# WHAT IS BEING ASKED:
The reply should hold every line of the data, unchanged and complete.

■ ■ ■ ■ ■

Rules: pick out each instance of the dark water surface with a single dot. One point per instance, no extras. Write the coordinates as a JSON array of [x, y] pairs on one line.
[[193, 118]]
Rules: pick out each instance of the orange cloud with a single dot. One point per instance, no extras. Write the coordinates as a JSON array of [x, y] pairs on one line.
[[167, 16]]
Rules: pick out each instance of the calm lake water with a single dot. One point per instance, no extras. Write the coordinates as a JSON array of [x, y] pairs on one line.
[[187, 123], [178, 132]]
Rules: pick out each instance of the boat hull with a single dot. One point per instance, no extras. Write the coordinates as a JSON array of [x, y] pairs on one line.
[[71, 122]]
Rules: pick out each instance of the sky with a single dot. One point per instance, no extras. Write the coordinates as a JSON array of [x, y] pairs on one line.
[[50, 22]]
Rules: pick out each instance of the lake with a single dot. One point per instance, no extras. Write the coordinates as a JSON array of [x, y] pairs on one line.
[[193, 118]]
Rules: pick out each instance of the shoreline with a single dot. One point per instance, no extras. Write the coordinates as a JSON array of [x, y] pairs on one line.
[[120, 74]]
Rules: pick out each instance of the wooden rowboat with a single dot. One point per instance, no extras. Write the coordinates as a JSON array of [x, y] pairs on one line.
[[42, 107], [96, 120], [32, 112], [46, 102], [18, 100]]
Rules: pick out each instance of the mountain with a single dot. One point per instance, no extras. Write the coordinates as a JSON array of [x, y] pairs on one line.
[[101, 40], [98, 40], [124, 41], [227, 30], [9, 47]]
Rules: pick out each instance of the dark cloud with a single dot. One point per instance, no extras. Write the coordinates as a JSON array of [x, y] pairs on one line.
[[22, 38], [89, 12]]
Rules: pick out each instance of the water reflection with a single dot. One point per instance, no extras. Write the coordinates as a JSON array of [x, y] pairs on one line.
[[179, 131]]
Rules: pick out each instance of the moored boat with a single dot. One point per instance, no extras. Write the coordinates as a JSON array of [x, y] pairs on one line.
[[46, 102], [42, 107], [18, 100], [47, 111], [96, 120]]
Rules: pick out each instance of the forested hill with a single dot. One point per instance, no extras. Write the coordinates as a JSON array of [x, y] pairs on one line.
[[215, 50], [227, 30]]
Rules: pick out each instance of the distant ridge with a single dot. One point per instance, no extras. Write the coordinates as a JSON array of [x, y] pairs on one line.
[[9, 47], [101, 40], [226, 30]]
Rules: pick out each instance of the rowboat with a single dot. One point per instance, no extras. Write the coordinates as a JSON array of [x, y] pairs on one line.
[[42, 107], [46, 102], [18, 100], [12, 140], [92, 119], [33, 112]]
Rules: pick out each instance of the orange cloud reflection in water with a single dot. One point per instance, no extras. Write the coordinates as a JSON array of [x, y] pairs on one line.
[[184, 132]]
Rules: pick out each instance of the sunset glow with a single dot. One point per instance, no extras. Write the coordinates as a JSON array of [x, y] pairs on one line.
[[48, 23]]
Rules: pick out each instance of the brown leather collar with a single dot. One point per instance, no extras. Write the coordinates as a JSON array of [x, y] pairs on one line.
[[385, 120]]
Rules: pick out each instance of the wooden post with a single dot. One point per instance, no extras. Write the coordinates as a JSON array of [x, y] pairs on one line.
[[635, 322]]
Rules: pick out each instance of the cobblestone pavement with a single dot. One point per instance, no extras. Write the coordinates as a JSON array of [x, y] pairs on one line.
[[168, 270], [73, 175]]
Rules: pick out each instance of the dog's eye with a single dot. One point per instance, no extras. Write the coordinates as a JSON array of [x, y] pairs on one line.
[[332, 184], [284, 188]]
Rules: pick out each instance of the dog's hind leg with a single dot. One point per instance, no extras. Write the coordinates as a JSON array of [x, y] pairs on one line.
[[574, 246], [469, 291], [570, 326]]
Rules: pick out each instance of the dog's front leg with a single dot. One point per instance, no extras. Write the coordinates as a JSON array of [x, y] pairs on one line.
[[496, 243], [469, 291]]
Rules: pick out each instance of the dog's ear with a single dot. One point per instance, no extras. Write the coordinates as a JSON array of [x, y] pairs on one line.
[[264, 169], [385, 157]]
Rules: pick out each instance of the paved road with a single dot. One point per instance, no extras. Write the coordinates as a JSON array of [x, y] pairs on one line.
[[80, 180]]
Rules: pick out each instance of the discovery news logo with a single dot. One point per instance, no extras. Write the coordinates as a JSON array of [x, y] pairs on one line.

■ ■ ■ ■ ■

# RESULT FOR THIS TASK:
Rules: pick out each instance of the dark water surface with a single dot. One point per instance, no extras. Write the coordinates as a JSON array of [x, y] pairs on one line.
[[193, 118]]
Rules: pick out each instance of the orange cloud with a single dot. One point per instance, no extras. Write the coordinates as a JSON array of [x, y] pairs on one line.
[[167, 16]]
Rules: pick out each instance of the calm lake water with a single dot. One point per instance, no extras. Write the coordinates as a JSON array of [x, y] pairs on one line.
[[187, 123], [178, 132]]
Rules: pick out each instance of the boat hull with a single dot. One point per instance, no extras. Write the coordinates as a JSON array of [x, y] pairs on one line.
[[71, 122]]
Rules: pick out each instance of the sky with a single dot. One point per instance, no extras. Write the coordinates as a JSON array of [x, y] pairs on one line.
[[50, 22]]
Rules: pick out each instance of the lake with a single dot. One point per instance, no extras. Write the coordinates as a JSON array of [x, y] pairs on one line.
[[193, 118]]
Rules: pick out each instance of the shoreline with a single dot. One point per instance, no extras. Write the coordinates as a JSON array of [x, y] pairs on one line.
[[120, 74]]
Rules: pick out each instance of the wooden rowboat with a single dot. One point per instance, no extras. Write the coordinates as a JSON array of [x, y] pairs on one line.
[[42, 107], [96, 120], [32, 112], [46, 102], [18, 100]]
Rules: pick out each instance of the mountain with a single dot. One point per instance, no extras. Write the coordinates as a JSON array of [x, y] pairs on one line.
[[101, 40], [98, 40], [124, 41], [227, 30], [9, 47]]
Rules: pick out each instance of the dark cloud with a single dot. One point per instance, no extras. Write the coordinates as a JSON array of [x, y] pairs on one line.
[[22, 38], [89, 12]]
Rules: pick out each instance of the water reflection with a single dot. One point per instance, no extras. Write the coordinates as a JSON array of [x, y] pairs on one line.
[[179, 131]]
Rules: pick out each instance of the moored boat with a single dot. One point per instance, no extras. Write the coordinates as a JSON array of [x, y] pairs on one line.
[[46, 102], [42, 107], [18, 100], [47, 111], [96, 120]]
Rules: pick out each instance of the forested hill with a single dot. One point per instance, no extras. Write the coordinates as a JSON array of [x, y] pairs on one line.
[[215, 50], [227, 30]]
Rules: pick out each instance of the distant ridge with a single dot. One point per instance, no extras. Write the coordinates as a JSON array of [x, y] pairs on one line.
[[9, 47], [101, 40], [226, 30]]
Rules: pick out each instance of the rowboat with a single dot. One point per instance, no extras. Write the coordinates as a JSON array of [x, y] pairs on one line.
[[42, 107], [46, 102], [18, 100], [12, 140], [92, 119], [33, 112]]
Rules: pick out each instance of the orange cloud reflection in water with a single dot. One point per instance, no extras. Write the coordinates as a JSON array of [x, y] pairs on one line.
[[184, 132]]
Rules: pick out each instance of the sunset glow with a single dot. One point per instance, no extras. Write the coordinates as a JSON array of [x, y] pairs on one line.
[[48, 23]]
Rules: pick out each instance of the brown leather collar with a single dot. One point per instance, no extras. Write the coordinates as a JSON array of [x, y] pairs on one line.
[[385, 120]]
Rules: pick out each instance of the wooden post with a single dot. One point per instance, no extras. Write the coordinates as a JSON array of [x, y] pairs on one line.
[[635, 322]]
Rules: pick out each instance of the cobblestone pavement with a single dot. One point per instance, no extras. Write the coordinates as a JSON array of [x, y] pairs on one line.
[[168, 270], [73, 175]]
Rules: pick out each instance of the dog's eye with a single dot. One point per instance, no extras. Write the coordinates as a JSON array of [x, y] pairs on one line.
[[332, 184], [284, 188]]
Rules: pick out each instance of the dog's hind leg with a single dot. One point per instance, no extras. Write the coordinates as a JSON array of [x, y] pairs on one line.
[[574, 246], [469, 291], [570, 326]]
Rules: pick out each instance of the dog's front leg with a single dot. One point per instance, no extras. Write the coordinates as a JSON array of [x, y] pairs on one line.
[[496, 243], [469, 291]]
Rules: pick out each instance of the dog's ear with a single dot. One point per instance, no extras. Write the coordinates as a JSON array of [x, y] pairs on one line.
[[264, 169], [385, 157]]
Rules: pick out each instance of the paved road with a single dot. One point per instance, no extras. Write the coordinates as a JSON array of [x, y] pairs on one line.
[[80, 180]]
Rules: pick out each instance of the discovery news logo with a single dot. One point per instance, no extras. Write the coordinates as a JSON array of [x, y] pairs on one line.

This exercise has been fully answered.